> Quoted passage:
Start

The M1903’s replacement was well under way when the war began in Europe. In 1920 Springfield Arsenal in Massachusetts began work on a semiautomatic rifle to replace the bolt-action ’03. It was a lesson in perseverance—designer John C. Garand spent nearly sixteen years perfecting what became the landmark M1.

Originally chambered for a .276 caliber cartridge, which offered improved ballistics over the standard .30-06, the M1 eventually was rechambered to fire the existing cartridge, owing to enormous stocks of ’06 ammunition in the army inventory. The decision, made by then army chief of staff Douglas MacArthur, also was founded on the fact that nearly all the army’s machine guns fired the same cartridge as the ’03. Consequently, Garand’s project was somewhat delayed, but it still was delivered ahead of schedule, with initial production in 1936. The unit cost—$90 to $110, three times that of the M1903 Springfield—was considered by some authorities scandalously high at the time.

The M1 became the global standard by which military rifles were gauged. The gas-operated weapon was fed from an eight-round en bloc clip inserted into the receiver, with the bolt locked to the rear. With the clip set in place, the bolt was manually closed under spring pressure, stripping the top round off the magazine. The eight rounds could be fired as fast as the trigger could be pulled; after the eighth round was discharged, the clip was automatically ejected with a loud pinging sound and the bolt locked back. Apart from the difficulty of ‘‘topping off ’’ the magazine, the M1’s greatest drawback was its weight: nine pounds, eight ounces empty. Some four million M1s were built during the war by Springfield Armory and Winchester Firearms.

End

> Written problem A:
In the M1 rifle passage, how much did the M1 weigh empty?

> Entries shown:
Start

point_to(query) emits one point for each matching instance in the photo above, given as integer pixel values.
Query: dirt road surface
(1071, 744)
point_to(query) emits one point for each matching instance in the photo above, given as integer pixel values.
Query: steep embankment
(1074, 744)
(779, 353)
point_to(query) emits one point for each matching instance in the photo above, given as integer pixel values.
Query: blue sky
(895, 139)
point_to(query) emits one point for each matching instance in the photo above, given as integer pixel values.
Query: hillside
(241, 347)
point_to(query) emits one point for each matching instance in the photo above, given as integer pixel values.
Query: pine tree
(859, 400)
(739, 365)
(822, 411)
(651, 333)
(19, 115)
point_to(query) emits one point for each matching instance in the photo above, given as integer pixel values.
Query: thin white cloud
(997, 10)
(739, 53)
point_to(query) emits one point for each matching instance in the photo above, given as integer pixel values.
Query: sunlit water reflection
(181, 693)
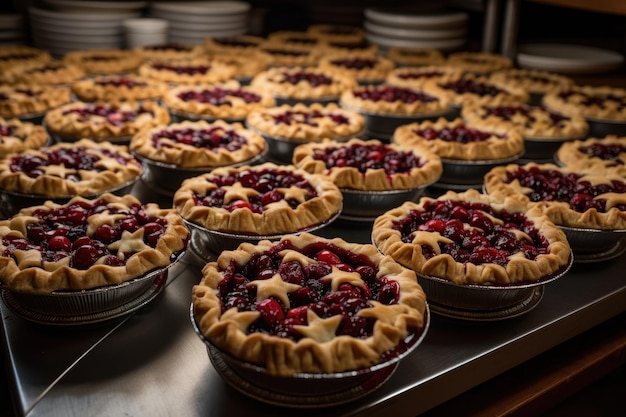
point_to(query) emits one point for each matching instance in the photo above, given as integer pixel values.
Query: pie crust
(104, 120)
(129, 255)
(369, 165)
(84, 168)
(316, 341)
(198, 144)
(300, 122)
(305, 200)
(577, 193)
(227, 100)
(457, 140)
(17, 136)
(412, 235)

End

> Written problem B:
Please copy the rows from the first one through the line that has "(1071, 744)", changing "dirt road surface" to "gravel road surface" and leaving the rest the same.

> Full response A:
Nine pounds, eight ounces.

> Full response B:
point_to(query) emits one point for each matching instance in the photo above, given as integer pixel values.
Query: gravel road surface
(1071, 744)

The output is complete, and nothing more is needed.